● Your goal:
Can you reproduce each of the following items word for word, line by line?

● Recorded data:
· · · ·

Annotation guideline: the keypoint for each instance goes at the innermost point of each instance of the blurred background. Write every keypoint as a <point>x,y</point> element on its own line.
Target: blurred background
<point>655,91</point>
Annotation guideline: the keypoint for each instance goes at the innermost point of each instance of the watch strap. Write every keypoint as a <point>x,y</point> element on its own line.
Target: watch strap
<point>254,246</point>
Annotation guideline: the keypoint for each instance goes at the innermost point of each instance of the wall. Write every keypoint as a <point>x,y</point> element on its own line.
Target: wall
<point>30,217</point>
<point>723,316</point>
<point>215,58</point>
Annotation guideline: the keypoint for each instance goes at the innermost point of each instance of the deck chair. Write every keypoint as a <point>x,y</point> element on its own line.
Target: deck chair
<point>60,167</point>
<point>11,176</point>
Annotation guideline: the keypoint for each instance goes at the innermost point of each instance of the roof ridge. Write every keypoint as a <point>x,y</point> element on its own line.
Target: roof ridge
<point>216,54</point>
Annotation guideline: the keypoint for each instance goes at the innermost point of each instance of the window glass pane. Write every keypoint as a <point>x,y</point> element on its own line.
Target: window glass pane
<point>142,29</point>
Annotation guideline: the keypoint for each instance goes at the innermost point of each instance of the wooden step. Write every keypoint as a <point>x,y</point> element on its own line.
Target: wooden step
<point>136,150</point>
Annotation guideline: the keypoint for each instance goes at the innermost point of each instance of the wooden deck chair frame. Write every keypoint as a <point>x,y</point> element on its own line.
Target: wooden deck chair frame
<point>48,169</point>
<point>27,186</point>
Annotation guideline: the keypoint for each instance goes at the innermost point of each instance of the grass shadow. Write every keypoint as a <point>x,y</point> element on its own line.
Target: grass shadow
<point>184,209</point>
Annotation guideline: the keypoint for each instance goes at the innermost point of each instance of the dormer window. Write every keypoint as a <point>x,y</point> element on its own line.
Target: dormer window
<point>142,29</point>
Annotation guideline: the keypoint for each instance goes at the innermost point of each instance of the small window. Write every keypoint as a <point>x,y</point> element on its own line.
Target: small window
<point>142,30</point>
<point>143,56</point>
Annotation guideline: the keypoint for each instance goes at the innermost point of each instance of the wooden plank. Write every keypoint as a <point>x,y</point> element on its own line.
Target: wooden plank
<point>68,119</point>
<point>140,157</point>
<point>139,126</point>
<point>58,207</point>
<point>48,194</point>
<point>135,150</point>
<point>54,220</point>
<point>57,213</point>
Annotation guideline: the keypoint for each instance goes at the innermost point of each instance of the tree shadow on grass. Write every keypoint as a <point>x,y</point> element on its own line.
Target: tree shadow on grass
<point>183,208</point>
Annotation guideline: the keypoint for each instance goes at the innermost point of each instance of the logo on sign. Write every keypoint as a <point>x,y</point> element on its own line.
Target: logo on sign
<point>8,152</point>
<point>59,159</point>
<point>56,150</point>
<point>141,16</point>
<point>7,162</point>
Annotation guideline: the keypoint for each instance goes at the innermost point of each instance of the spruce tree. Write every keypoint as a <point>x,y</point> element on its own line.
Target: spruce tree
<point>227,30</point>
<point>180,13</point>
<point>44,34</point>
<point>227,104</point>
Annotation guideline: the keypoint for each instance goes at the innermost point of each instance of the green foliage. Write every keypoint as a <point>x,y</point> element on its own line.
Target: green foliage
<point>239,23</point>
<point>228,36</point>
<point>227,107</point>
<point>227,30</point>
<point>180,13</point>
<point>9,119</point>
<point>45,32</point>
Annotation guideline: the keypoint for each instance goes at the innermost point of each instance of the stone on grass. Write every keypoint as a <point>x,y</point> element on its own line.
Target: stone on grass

· · · ·

● Correct answer:
Annotation guideline: the keypoint for each instance goes at the innermost point of each instance of the blurred background. Write every keypoint as a <point>x,y</point> element on its own line.
Target: blurred background
<point>655,91</point>
Annotation guideline: the keypoint for each instance goes at the innermost point of each instance of the watch strap. Write every keypoint as a <point>x,y</point> element on its own line.
Target: watch strap
<point>254,246</point>
Annotation guideline: the keypoint for each instance goes at the innermost point of each instance of the wall. Write every keypoint as a <point>x,y</point> element on its own line.
Target: wall
<point>30,217</point>
<point>723,316</point>
<point>215,58</point>
Annotation guideline: the keypoint for each instance goes at the innermost point of each instance of the deck chair. Write every keypoint as a <point>x,y</point> element on its own line.
Target: deck chair
<point>60,167</point>
<point>11,176</point>
Annotation guideline: the keypoint for each instance goes at the innermost point of each instance of the roof ridge. Write every keypoint as a <point>x,y</point> element on its own line.
Target: roof ridge
<point>216,54</point>
Annotation guideline: the keypoint for each instance goes at the innermost point of each instance of the window glass pane. Write every keypoint as a <point>x,y</point> element on its own line.
Target: window glass pane
<point>142,29</point>
Annotation guideline: the keypoint for each instance goes at the innermost point of each instance of the wooden step. Write every keypoint as a <point>x,y</point> element on its own line.
Target: wooden step
<point>136,150</point>
Annotation guideline: the keypoint for each instance goes at the innermost point of each instance of the wooden deck chair frame. Write every keypoint as a <point>x,y</point> element on its own line.
Target: wooden deck chair frame
<point>48,169</point>
<point>27,186</point>
Annotation guideline: the keypoint for each instance goes at the innermost point of each instance of the grass shadow. Write every keypoint as a <point>x,y</point> element on its own line.
Target: grass shadow
<point>184,209</point>
Annotation guideline: the keypoint for each instance goes at the innermost point of each instance of the dormer window. Write every keypoint as a <point>x,y</point> element on its own line.
Target: dormer window
<point>142,29</point>
Annotation guideline: the keypoint for each instance goes at the innermost point of each instance of the small window. Write every keypoint as a <point>x,y</point> element on its own line.
Target: small window
<point>142,30</point>
<point>143,56</point>
Annotation guideline: the keypoint for each instance goes at the innermost point of each instance of the wooden plank. Write every keypoint as a <point>x,y</point> element on its own line.
Target: wooden plank
<point>68,119</point>
<point>140,157</point>
<point>139,126</point>
<point>58,207</point>
<point>48,194</point>
<point>135,150</point>
<point>54,220</point>
<point>57,213</point>
Annotation guideline: the keypoint for each instance goes at the innermost point of each instance of the tree shadow on grass. Write every keypoint as a <point>x,y</point> element on its own line.
Target: tree shadow on grass
<point>183,208</point>
Annotation guideline: the keypoint for each instance goes at the innermost point of each instance of the logo on sign. Write every keypoint as a <point>x,y</point> element on its own line.
Target: logo on sign
<point>8,152</point>
<point>59,159</point>
<point>56,150</point>
<point>141,16</point>
<point>7,162</point>
Annotation guideline: the keypoint for each instance goes at the innermost point of each instance of the spruce tree. Write every keypoint as a <point>x,y</point> element on its own line.
Target: spruce tree
<point>227,30</point>
<point>180,13</point>
<point>44,34</point>
<point>227,104</point>
Annotation guideline: the keypoint for each instance goes at the innermost point of each instance of the green foliage. Write every keypoint as a <point>x,y</point> element on its own line.
Target: green foliage
<point>239,23</point>
<point>228,36</point>
<point>227,107</point>
<point>227,30</point>
<point>180,13</point>
<point>9,119</point>
<point>45,32</point>
Annotation guideline: the keypoint for each instance goes at the innermost point of each instance of the stone on grass. Write every keypoint as a <point>x,y</point> element on its own line.
Target: stone on grass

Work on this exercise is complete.